--- Extracted data ---

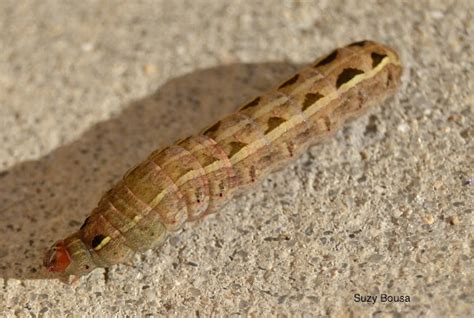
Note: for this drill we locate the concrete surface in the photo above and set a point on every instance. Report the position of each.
(88, 88)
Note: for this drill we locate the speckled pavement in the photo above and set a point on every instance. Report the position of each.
(89, 88)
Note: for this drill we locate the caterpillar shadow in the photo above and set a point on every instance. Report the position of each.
(46, 199)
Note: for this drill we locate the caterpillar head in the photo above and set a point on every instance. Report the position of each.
(69, 257)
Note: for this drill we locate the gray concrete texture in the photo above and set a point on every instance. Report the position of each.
(89, 88)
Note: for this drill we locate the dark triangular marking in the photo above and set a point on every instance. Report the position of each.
(377, 58)
(346, 75)
(310, 99)
(328, 59)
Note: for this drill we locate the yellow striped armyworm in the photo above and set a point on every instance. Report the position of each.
(194, 177)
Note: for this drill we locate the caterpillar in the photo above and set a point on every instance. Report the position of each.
(197, 175)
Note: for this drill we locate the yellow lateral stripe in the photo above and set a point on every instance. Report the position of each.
(277, 132)
(295, 120)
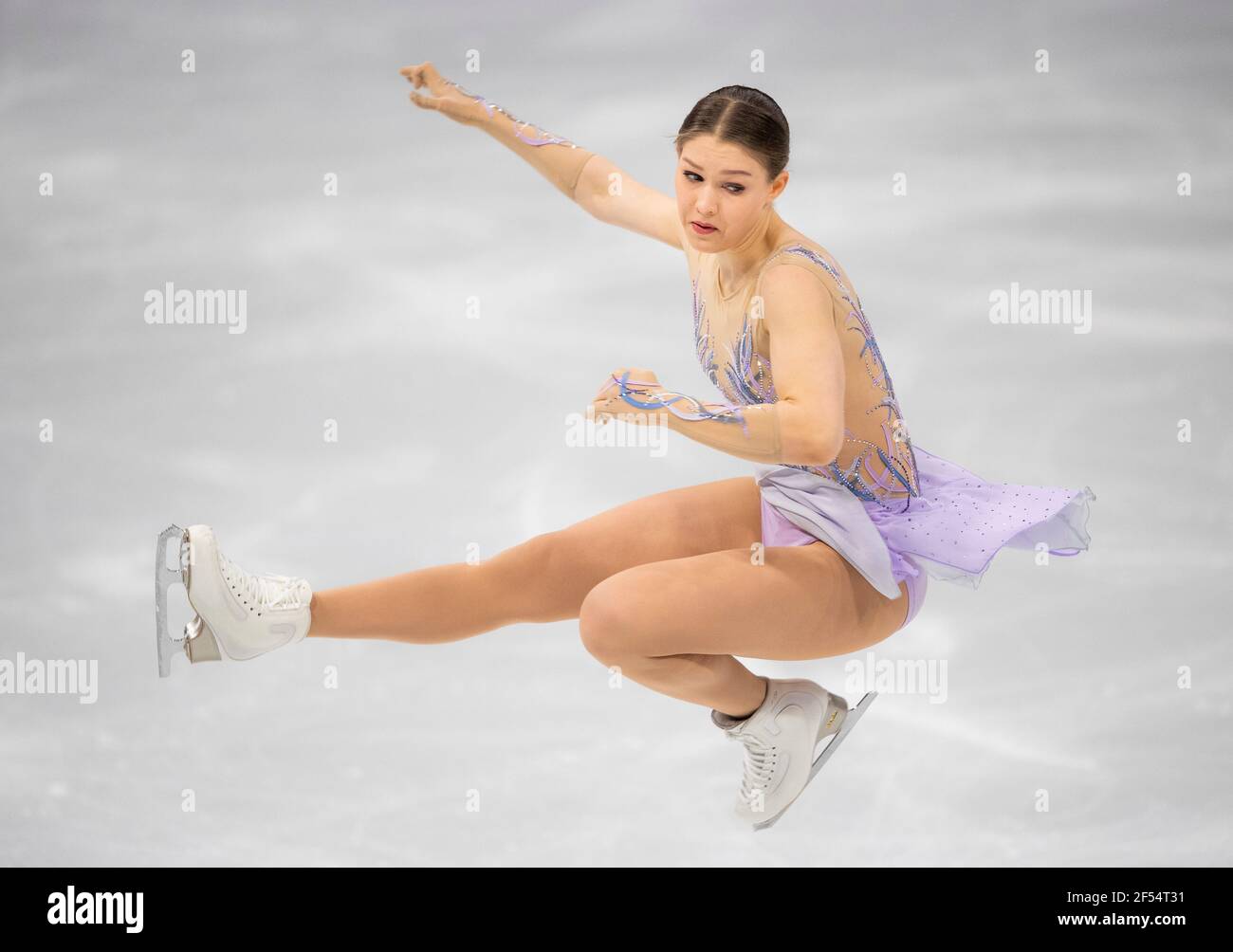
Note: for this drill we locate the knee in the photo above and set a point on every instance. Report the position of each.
(535, 575)
(603, 623)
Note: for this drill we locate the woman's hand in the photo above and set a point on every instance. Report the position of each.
(608, 402)
(448, 99)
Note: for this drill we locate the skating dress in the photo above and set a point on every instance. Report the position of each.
(891, 508)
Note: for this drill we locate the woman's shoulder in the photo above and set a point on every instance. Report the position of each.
(805, 253)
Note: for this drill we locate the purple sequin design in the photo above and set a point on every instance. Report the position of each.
(746, 377)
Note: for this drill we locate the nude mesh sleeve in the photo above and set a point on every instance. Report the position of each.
(748, 431)
(561, 165)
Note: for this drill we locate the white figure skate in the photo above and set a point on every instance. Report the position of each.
(238, 615)
(780, 740)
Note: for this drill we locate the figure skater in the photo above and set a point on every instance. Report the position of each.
(822, 553)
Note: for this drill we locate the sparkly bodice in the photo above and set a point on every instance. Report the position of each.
(876, 462)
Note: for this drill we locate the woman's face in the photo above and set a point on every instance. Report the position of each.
(722, 185)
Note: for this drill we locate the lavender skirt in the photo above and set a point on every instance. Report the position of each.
(950, 532)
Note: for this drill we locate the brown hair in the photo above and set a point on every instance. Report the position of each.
(745, 116)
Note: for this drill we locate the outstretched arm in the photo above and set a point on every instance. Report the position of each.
(555, 158)
(596, 184)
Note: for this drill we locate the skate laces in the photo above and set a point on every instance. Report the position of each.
(759, 764)
(266, 591)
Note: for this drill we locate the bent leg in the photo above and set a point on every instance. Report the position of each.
(676, 626)
(546, 577)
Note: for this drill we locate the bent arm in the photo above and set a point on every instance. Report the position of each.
(806, 361)
(804, 426)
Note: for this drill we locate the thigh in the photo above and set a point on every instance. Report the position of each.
(724, 514)
(801, 602)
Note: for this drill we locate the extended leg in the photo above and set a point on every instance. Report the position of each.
(546, 577)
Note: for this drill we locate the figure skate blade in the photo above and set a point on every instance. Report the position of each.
(164, 577)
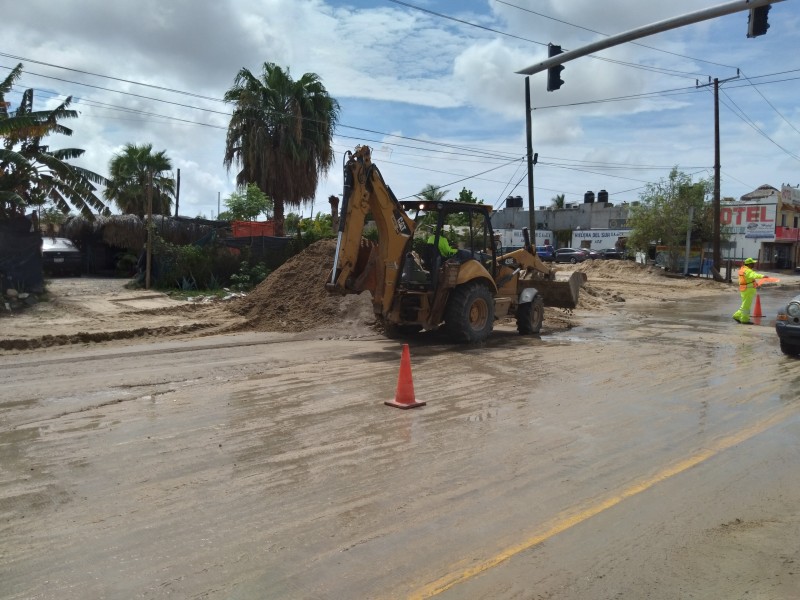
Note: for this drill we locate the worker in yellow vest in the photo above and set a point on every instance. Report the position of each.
(747, 289)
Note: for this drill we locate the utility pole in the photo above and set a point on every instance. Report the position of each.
(529, 137)
(177, 192)
(716, 252)
(149, 264)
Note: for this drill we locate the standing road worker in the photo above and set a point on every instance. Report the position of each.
(747, 289)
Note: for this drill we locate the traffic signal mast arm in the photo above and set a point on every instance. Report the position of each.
(658, 27)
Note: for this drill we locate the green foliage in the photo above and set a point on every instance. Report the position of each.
(318, 228)
(192, 267)
(248, 276)
(663, 215)
(133, 170)
(280, 135)
(462, 218)
(31, 173)
(431, 193)
(249, 205)
(292, 223)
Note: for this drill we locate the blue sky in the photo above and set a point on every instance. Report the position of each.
(436, 96)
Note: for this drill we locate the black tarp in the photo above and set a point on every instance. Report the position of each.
(20, 256)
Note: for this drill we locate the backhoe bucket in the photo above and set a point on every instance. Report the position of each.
(562, 293)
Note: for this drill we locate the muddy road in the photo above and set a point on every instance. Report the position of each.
(651, 452)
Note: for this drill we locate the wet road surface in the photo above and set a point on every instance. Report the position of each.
(648, 454)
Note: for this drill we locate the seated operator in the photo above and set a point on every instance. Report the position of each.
(446, 250)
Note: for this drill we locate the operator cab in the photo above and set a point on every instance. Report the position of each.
(466, 227)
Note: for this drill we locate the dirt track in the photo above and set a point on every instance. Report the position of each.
(644, 447)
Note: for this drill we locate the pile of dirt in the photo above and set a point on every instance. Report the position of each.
(293, 298)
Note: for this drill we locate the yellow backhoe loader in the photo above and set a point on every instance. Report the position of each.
(414, 281)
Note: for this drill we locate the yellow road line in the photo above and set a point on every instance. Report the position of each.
(560, 524)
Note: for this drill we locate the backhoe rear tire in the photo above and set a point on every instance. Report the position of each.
(530, 316)
(469, 316)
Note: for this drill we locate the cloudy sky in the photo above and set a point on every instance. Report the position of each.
(430, 85)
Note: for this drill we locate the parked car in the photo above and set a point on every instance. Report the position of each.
(609, 253)
(570, 255)
(546, 253)
(787, 326)
(61, 257)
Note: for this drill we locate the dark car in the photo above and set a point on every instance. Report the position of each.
(546, 253)
(61, 257)
(609, 253)
(787, 326)
(570, 255)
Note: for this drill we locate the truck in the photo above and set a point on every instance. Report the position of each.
(413, 286)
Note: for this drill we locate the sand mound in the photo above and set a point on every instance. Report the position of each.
(293, 298)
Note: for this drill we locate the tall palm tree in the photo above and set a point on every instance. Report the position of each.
(129, 171)
(280, 135)
(431, 193)
(31, 174)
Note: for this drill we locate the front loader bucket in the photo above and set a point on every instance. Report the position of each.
(562, 293)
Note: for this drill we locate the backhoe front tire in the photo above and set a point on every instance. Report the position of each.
(469, 316)
(530, 316)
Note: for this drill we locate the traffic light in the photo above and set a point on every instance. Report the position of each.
(757, 21)
(554, 80)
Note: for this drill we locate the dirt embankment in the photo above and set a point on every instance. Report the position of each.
(292, 299)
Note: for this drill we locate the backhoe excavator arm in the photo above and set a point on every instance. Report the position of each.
(358, 265)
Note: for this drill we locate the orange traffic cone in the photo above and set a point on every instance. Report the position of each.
(404, 396)
(757, 311)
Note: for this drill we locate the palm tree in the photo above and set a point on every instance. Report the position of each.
(432, 193)
(129, 172)
(31, 174)
(280, 135)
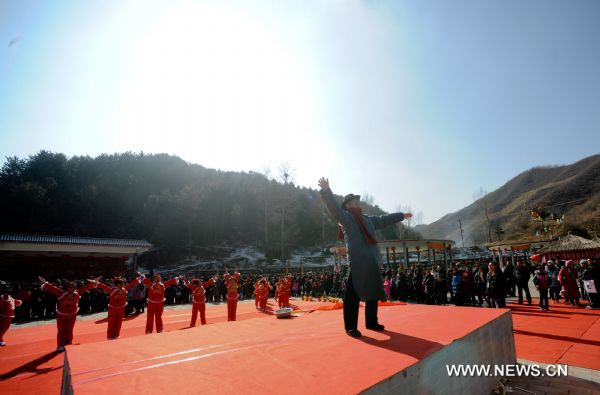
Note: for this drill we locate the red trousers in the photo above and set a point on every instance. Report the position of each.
(154, 313)
(4, 325)
(284, 300)
(263, 302)
(195, 308)
(115, 319)
(231, 308)
(65, 325)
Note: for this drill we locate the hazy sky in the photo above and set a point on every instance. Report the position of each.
(418, 103)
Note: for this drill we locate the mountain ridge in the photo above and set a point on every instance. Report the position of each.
(571, 190)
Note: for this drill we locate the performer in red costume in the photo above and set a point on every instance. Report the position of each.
(116, 305)
(261, 293)
(256, 293)
(66, 308)
(199, 303)
(231, 282)
(7, 313)
(156, 301)
(286, 290)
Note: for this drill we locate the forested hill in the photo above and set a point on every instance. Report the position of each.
(562, 199)
(162, 199)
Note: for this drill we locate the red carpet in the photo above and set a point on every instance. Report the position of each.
(565, 334)
(257, 356)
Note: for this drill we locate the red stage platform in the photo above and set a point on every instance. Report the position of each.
(305, 354)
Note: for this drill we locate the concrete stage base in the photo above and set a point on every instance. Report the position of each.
(306, 354)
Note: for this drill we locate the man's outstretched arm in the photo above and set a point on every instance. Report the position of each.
(335, 210)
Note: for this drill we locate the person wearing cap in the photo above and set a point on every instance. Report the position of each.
(554, 283)
(198, 289)
(591, 281)
(67, 307)
(7, 313)
(156, 300)
(261, 293)
(364, 280)
(117, 300)
(568, 280)
(231, 282)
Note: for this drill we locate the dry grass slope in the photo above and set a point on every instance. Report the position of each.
(572, 191)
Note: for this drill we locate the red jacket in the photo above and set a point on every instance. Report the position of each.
(7, 306)
(231, 283)
(117, 297)
(68, 302)
(199, 291)
(156, 291)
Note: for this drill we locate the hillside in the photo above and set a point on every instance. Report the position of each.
(547, 192)
(179, 207)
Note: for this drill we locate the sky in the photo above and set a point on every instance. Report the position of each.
(416, 103)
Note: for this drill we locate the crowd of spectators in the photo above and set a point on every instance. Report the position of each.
(481, 283)
(467, 283)
(41, 305)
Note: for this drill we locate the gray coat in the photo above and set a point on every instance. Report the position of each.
(364, 259)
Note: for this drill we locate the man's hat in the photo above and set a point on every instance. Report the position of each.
(349, 198)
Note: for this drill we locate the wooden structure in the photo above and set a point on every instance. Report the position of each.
(571, 247)
(24, 257)
(396, 252)
(514, 249)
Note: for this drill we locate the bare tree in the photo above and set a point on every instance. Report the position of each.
(405, 209)
(286, 176)
(419, 218)
(481, 200)
(266, 171)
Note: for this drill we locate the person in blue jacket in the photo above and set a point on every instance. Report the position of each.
(364, 280)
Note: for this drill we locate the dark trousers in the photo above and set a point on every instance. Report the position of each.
(555, 293)
(351, 305)
(520, 288)
(498, 303)
(543, 298)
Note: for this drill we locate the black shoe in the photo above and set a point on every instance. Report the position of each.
(376, 327)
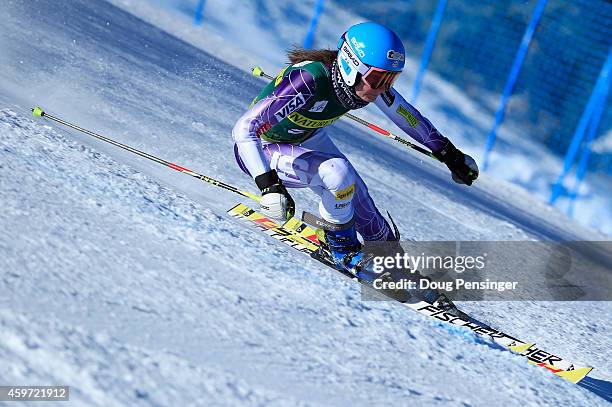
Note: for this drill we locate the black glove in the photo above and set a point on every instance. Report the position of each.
(462, 166)
(275, 203)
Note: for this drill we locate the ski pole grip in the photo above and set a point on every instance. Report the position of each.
(38, 112)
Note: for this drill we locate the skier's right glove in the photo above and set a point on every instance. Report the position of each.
(462, 166)
(275, 203)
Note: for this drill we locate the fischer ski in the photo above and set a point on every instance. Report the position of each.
(301, 237)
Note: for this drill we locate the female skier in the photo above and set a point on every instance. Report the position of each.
(281, 141)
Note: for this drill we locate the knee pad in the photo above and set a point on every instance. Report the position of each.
(338, 176)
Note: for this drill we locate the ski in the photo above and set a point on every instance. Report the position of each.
(301, 237)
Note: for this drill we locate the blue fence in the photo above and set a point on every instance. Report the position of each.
(541, 59)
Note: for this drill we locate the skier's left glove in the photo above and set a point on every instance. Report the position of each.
(462, 166)
(275, 203)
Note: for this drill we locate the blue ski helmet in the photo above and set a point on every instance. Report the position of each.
(369, 45)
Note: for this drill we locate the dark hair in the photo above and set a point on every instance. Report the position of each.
(298, 54)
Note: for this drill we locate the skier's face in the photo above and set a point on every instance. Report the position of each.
(366, 92)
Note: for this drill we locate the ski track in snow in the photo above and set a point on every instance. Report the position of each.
(127, 281)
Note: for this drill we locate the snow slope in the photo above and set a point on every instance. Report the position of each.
(126, 280)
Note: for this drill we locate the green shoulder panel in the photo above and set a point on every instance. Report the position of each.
(321, 111)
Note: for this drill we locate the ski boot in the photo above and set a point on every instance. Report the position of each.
(341, 248)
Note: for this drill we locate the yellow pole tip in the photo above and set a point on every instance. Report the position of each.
(38, 112)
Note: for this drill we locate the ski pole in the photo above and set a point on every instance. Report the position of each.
(257, 71)
(38, 112)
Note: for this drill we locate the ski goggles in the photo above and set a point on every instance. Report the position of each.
(378, 78)
(375, 77)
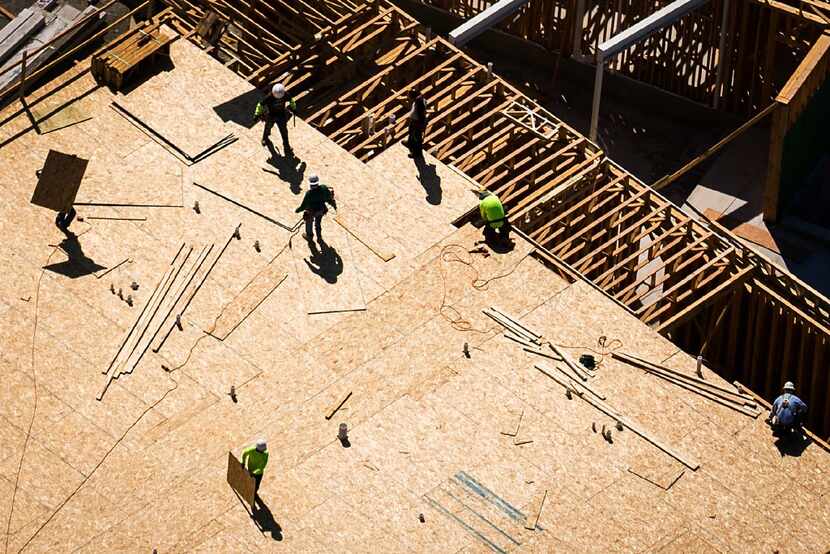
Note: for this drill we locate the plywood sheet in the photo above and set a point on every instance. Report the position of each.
(165, 104)
(248, 300)
(49, 120)
(240, 480)
(59, 181)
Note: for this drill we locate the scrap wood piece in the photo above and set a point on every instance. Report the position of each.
(240, 480)
(536, 511)
(516, 432)
(104, 272)
(385, 256)
(571, 381)
(336, 408)
(633, 426)
(59, 181)
(507, 325)
(536, 336)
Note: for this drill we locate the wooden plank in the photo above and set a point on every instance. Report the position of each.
(535, 511)
(334, 409)
(633, 426)
(709, 298)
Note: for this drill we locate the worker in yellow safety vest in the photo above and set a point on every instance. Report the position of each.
(496, 225)
(254, 459)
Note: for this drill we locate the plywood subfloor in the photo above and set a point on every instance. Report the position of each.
(427, 468)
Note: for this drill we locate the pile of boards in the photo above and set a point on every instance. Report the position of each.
(31, 31)
(134, 50)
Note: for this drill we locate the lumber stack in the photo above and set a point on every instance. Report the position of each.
(133, 51)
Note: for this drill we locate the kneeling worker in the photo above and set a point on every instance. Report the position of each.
(787, 412)
(254, 459)
(496, 225)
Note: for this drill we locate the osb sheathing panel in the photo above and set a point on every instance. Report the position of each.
(164, 103)
(730, 519)
(433, 187)
(328, 276)
(26, 512)
(420, 411)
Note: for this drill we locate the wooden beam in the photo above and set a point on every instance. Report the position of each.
(709, 298)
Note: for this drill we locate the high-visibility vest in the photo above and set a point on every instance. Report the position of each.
(492, 211)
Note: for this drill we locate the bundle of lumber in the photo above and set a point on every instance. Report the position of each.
(134, 50)
(67, 26)
(730, 397)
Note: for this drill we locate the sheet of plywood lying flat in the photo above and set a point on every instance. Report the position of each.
(330, 281)
(49, 120)
(254, 294)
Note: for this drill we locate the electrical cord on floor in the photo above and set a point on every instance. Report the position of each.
(604, 348)
(34, 408)
(126, 431)
(450, 254)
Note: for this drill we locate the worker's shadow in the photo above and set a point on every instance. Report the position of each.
(429, 179)
(288, 168)
(262, 517)
(78, 264)
(792, 445)
(265, 521)
(324, 261)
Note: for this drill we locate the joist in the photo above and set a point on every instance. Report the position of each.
(579, 170)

---

* Exercise task: From the line containing "Note: for this drill we locate the wooden beam" through the final line of the listing above, retype every line exactly; leave out everything else.

* Answer for this exercise:
Note: for this drill we locate the wooden beam in the photo above and set a point on every instance. Report the position of each.
(709, 298)
Note: for this drill we locate the high-visibility vest in the photo above and set a point on every instance. Report the position of each.
(492, 211)
Note: for this drill we locate the bundle of lumber in the photo above and set a point on every instance. Report the position of each.
(134, 50)
(67, 26)
(730, 397)
Note: for this drill we locate the sheet of plywood lying flat in the photo above and set a point on every instance. Report the position of each.
(330, 281)
(49, 120)
(254, 294)
Note: for this drill we locate the electrical cord on floor in the photo above and set a point on every instance. Report the position of each.
(604, 348)
(34, 408)
(126, 431)
(450, 254)
Note: for this drill we locate the worker's shadow in the photo above and set a point on every instance. Report the position of each.
(429, 179)
(288, 168)
(262, 517)
(78, 264)
(792, 445)
(265, 521)
(324, 261)
Note: for this drill we locate the joist in the photo above and set a point on every instance. Report the position of each.
(579, 170)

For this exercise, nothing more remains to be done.